**DOCUMENT SECTION**
((

Character encodings in HTML
From Free net encyclopedia
Template:Html series HTML has been in use since 1991, but the first standardized version with a reasonably complete treatment of international characters was version 4.0, not published until 1997. Considerable care must be exercised when creating HTML pages with special characters outside the range of seven-bit ASCII to ensure two goals: the integrity of the information stored in the HTML document, and proper display of the document by the largest possible variety of browsers.
Contents |
The document character encoding
When HTML documents are served to the viewer, there are three ways to tell the browser what specific character encoding is used. First, HTTP headers can be sent by the server along with each page. A typical header looks like this:
Content-Type: text/html; charset=ISO-8859-1
For HTML (not usually XHTML), the other method is for the HTML document to include this information at its top, inside the HEAD
element.
<meta http-equiv="Content-Type" content="text/html; charset=US-ASCII">
XHTML documents have a third option: to express the character encoding in the XML preamble, for example
<?xml version="1.0" encoding="ISO-8859-1"?>
Each of these method advises the receiver that the file being sent uses the character encoding specified. The character encoding is often referred to as the 'character set' and it indeed does limit the characters in the raw source text. However the HTML standard states that the "charset" is to be treated as an encoding of unicode characters and provides a way to specify characters that the "charset" does not cover. The term Code page is also used similarly.
It is a bad idea to send incorrect information about the character encoding in use. For example, a server where multiple users may place files created on different machines cannot promise that all the files it sends will conform (some users may have machines with different character sets). For this reason, many servers simply do not send the information at all, to avoid making any false promises. This however may result in the equally bad situation of the user agent displaying the document wrongly because it does not know which character encoding to use.

))

**REQUIRED ACTIONS**
**a)** Please duplicate the passage of the HTML character encodings text from "It is a bad" to "encoding to use.".
**b)** Summarize the HTML character encodings text in two sentences.
**c)** Resume the HTML character encodings text after its final sentence.

**DATA LINES**
((

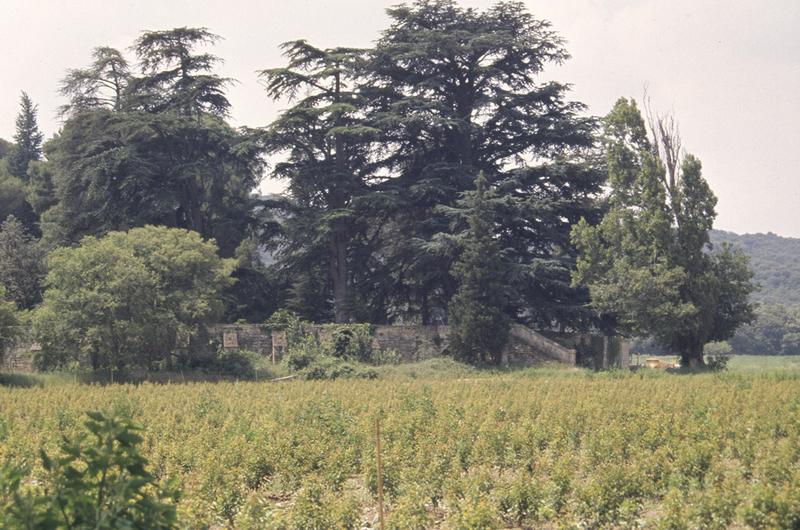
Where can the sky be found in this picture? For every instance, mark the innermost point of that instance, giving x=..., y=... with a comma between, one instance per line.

))

**ANSWERS BELOW**
**a)**
It is a bad idea to send incorrect information about the character encoding in use. For example, a server where multiple users may place files created on different machines cannot promise that all the files it sends will conform (some users may have machines with different character sets). For this reason, many servers simply do not send the information at all, to avoid making any false promises. This however may result in the equally bad situation of the user agent displaying the document wrongly because it does not know which character encoding to use.

**b)** HTML pages that use characters beyond seven-bit ASCII need care so that the information stays intact and displays properly in as many browsers as possible. The encoding can be declared in HTTP headers, in a meta element inside the HEAD, or for XHTML in the XML preamble; sending incorrect encoding information is a bad idea, yet sending none can leave the browser showing the document wrongly.

**c)**
The specification in the HTTP headers overrides a specification in a meta element in the document itself, which can be a problem if the headers are incorrect and one does not have the access or the knowledge to change them.
Browsers receiving a file with no character encoding information must make a blind assumption. For Western European languages, it is typical and fairly safe to assume windows-1252 (which is similar to ISO-8859-1 but has printable characters in place of some control codes that are forbidden in HTML anyway), but it is also common for browsers to assume the character set native to the machine on which they are running. The consequence of choosing incorrectly is that characters outside the printable ASCII range (32 to 126) usually appear incorrectly. This presents few problems for English-speaking users, but other languages require characters outside that range for everyday use. In CJK environments where there are several different multibyte encodings in use, autodetection is often employed.
It is increasingly common for multilingual websites to use one of the Unicode/ISO 10646 transformation formats, as this allows use of the same encoding for all languages. Generally UTF-8 is used rather than UTF-16 or UTF-32 because it is easier to handle in programming languages that assume a byte-oriented ASCII superset encoding, and it is efficient for ASCII-heavy text (which HTML tends to be).
Successful viewing of a page is not necessarily an indication that its encoding is specified correctly. If the creator of a page and the reader are both assuming some machine-specific character encoding, and the server does not send any identifying information, then the reader will nonetheless see the page as the creator intended, but other readers with different native sets will not.
Character references
In addition to native character encodings, characters can also be encoded as character references, which can be numeric character references (decimal or hexadecimal) or character entity references. Character entity references are also sometimes referred to as named entities, or HTML entities for HTML. Usage of character references derives from SGML.
Character entity references have the format &name; where "name" is a case-sensitive alphanumeric string. For example, the character 'λ' can be encoded as λ
in an HTML 4 document. Characters <, >, " and & are used to delimit tags, attribute values, and character references. Character entity references <, >, " and &, which are predefined in HTML, XML, and SGML, can be used instead for literal representations of the characters.
Numeric character references can be in decimal format, &#DDD;, where "DDD" is a variable width string of decimal digits. Similarly there is a hexadecimal format, &#xHHH;, where "HHH" is a variable width string of hexadecimal digits. Unlike named entities, hexadecimal character references are case-insensitive in HTML. For example, λ can also be represented as λ
, λ or λ.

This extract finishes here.